What this task involves
Begin at the line below that contains "In this exercise you will tag the wooden board". Repeat it and all remaining lines of the records exactly.

Exercise materials

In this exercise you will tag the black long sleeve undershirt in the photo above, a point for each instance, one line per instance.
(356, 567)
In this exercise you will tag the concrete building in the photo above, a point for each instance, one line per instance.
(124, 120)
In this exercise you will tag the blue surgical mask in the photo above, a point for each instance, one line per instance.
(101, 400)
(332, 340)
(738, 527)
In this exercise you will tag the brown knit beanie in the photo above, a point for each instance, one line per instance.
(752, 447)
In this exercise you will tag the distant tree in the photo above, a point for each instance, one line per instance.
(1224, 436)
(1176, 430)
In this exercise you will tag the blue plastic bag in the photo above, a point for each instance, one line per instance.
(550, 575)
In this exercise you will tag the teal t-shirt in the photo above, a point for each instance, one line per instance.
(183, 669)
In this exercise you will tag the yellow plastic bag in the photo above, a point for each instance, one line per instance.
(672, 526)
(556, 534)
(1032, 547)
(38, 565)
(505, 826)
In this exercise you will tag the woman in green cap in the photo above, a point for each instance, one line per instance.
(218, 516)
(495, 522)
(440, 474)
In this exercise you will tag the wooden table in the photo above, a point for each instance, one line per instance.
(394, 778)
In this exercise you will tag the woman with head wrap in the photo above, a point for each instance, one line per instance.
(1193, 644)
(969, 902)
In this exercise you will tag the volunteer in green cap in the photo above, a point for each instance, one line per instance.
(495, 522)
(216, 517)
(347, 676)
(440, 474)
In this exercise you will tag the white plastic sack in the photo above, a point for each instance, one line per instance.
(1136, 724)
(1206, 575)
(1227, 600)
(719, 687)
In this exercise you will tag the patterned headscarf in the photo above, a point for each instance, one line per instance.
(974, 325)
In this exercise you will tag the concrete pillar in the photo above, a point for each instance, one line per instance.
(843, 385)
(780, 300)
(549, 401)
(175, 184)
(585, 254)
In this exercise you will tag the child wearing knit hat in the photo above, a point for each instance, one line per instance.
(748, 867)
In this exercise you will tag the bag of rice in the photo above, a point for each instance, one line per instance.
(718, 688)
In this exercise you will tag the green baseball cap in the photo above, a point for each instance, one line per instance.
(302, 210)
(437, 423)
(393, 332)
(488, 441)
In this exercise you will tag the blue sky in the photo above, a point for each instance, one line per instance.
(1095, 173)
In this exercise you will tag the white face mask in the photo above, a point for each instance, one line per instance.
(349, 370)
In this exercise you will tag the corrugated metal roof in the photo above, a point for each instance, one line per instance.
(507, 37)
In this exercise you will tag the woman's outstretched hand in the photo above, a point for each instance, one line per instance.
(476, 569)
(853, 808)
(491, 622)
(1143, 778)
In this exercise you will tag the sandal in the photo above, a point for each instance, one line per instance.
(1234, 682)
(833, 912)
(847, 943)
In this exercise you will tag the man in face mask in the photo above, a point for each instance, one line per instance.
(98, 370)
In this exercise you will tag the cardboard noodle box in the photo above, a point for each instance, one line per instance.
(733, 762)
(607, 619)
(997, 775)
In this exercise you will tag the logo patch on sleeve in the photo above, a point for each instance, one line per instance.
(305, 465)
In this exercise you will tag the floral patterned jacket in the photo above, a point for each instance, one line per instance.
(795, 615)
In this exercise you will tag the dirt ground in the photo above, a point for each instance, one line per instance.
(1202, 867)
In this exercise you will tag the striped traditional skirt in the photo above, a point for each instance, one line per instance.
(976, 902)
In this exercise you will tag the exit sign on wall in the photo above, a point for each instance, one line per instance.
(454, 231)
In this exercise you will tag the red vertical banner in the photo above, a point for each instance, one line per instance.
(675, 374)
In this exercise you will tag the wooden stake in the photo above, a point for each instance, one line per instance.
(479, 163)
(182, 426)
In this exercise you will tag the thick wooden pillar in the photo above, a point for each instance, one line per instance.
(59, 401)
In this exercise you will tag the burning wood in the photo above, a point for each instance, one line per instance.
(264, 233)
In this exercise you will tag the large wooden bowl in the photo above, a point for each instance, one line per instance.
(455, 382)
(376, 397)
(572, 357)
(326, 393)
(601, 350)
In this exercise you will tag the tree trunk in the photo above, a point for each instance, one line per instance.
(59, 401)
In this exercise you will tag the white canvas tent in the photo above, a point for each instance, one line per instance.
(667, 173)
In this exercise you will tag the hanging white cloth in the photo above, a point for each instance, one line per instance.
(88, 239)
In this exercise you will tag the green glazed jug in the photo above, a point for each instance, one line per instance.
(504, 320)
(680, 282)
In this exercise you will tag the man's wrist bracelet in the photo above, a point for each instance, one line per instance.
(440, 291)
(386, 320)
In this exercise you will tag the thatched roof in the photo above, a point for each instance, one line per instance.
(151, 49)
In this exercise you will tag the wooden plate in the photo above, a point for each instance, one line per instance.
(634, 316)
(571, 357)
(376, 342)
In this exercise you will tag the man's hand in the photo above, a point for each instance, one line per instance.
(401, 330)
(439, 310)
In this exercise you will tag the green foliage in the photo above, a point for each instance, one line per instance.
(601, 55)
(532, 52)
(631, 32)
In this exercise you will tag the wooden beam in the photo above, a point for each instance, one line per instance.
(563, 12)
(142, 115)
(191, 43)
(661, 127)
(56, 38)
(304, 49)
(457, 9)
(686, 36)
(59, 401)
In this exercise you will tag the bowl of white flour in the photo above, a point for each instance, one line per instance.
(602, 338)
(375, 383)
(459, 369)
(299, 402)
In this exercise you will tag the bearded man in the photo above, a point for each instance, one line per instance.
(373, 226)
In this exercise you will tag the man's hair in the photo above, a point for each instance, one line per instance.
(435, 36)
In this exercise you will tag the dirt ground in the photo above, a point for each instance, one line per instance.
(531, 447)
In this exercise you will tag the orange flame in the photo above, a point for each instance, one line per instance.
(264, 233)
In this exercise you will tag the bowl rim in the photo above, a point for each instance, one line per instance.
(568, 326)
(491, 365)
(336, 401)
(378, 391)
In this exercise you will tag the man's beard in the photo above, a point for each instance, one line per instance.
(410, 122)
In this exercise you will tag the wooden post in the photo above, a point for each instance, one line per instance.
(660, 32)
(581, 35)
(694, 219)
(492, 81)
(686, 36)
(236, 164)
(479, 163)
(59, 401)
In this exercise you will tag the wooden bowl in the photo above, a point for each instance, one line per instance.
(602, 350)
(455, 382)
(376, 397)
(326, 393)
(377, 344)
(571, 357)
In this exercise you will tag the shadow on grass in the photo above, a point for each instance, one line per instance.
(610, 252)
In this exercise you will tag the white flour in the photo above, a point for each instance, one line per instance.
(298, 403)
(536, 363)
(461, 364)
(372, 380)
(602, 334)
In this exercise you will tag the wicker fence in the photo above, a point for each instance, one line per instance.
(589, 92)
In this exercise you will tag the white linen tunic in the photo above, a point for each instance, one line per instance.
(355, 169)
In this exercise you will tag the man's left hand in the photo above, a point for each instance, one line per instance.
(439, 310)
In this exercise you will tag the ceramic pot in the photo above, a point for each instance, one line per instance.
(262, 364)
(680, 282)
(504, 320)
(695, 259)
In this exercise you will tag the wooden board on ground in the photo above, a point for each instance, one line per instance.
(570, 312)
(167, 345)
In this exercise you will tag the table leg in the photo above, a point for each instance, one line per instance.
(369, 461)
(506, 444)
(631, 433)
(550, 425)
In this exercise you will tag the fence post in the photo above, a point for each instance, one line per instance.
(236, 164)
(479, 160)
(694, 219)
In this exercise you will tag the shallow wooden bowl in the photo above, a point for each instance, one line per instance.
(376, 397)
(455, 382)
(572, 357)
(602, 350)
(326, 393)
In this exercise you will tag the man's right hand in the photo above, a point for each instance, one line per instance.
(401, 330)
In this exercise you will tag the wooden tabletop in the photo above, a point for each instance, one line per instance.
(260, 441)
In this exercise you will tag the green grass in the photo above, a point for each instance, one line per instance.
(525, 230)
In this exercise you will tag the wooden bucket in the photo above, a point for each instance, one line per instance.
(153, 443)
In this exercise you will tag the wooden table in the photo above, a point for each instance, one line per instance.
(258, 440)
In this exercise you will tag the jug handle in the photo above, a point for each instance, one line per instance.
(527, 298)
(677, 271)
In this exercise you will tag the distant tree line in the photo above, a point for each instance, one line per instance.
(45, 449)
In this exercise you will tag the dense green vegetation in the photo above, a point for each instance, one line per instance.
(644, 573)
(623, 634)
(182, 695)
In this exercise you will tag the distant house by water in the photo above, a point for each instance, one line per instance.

In response
In this exercise you will tag the wooden board on ground in the photo above, a point for each instance, one line per instance.
(570, 312)
(167, 345)
In this exercise you will tag the table leg in the photo above, a point for each instance, one line per instance.
(369, 461)
(506, 444)
(631, 433)
(550, 425)
In this exercise you will tag the fence post in the photo above, a point for each instance, one line per instance.
(236, 164)
(479, 160)
(694, 219)
In this exercise you will tag the shallow wooden bowl in the photo above, a point for each instance, one line per instance.
(376, 397)
(455, 382)
(572, 357)
(602, 350)
(326, 393)
In this exercise you will tag the man's right hand in the photo above, a point for each instance, one line per instance.
(401, 330)
In this exercise you will tag the wooden tabletop in the photo above, a point for each instance, one line per instance.
(260, 441)
In this exercise you will tag the green grass in the photo above, a point for each instance, one line per instance.
(525, 230)
In this exercise you will tag the wooden bucket in the photo above, a point for each instance, one line per instance.
(153, 443)
In this exercise you will tag the wooden table in the photo above, a point for each instance, one line per instance.
(258, 440)
In this exercise you will tag the jug handle in the photo above, a point for each instance, one line per instance.
(527, 298)
(677, 271)
In this exercise you will tag the distant tree line in the photo above, a point for each instance, one line per instance.
(45, 449)
In this exercise you will tag the dense green vegetation in the photo above, a point for each instance, one line per instance.
(644, 573)
(623, 634)
(182, 695)
In this exercise you will tag the distant house by water in the photo above, a point for each instance, one line per instance.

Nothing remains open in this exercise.